● WHAT IS EXPECTED
Pull out every line in the records below that contains the string "long", and copy each of those lines in full.
++++++
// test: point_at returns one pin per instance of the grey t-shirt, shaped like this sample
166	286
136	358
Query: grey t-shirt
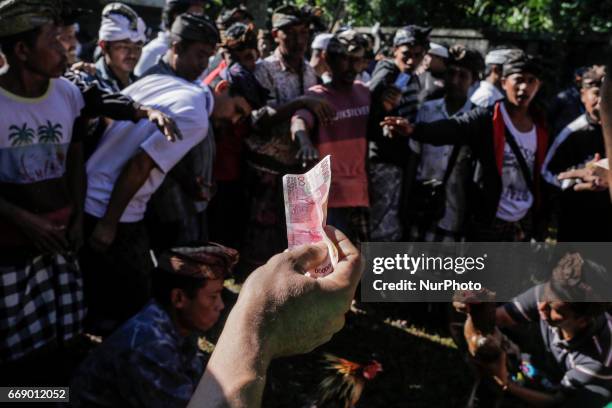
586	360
++++++
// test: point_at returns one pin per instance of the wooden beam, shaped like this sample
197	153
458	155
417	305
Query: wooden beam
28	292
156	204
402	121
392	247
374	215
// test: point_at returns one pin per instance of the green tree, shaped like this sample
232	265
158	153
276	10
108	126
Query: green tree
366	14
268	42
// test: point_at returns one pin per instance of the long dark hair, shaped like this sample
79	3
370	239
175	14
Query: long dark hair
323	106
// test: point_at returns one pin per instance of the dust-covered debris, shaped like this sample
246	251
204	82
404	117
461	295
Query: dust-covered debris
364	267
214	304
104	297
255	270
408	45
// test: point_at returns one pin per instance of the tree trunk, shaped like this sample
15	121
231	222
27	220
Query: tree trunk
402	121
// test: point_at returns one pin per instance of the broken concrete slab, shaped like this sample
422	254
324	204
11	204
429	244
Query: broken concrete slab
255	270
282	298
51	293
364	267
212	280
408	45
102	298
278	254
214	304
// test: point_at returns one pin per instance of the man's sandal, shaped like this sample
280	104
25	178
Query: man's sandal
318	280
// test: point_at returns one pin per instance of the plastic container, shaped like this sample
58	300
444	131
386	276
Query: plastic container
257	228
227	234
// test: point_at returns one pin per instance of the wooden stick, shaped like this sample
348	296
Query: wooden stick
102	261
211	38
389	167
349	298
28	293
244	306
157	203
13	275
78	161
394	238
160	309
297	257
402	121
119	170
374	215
++++++
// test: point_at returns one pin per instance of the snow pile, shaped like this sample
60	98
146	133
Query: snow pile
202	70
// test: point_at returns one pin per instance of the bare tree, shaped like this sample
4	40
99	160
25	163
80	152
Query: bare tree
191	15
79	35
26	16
++++++
● RESULT
// test: point_at returns one pin per instance of the long dark hair, shaped like this sample
Query: long dark hair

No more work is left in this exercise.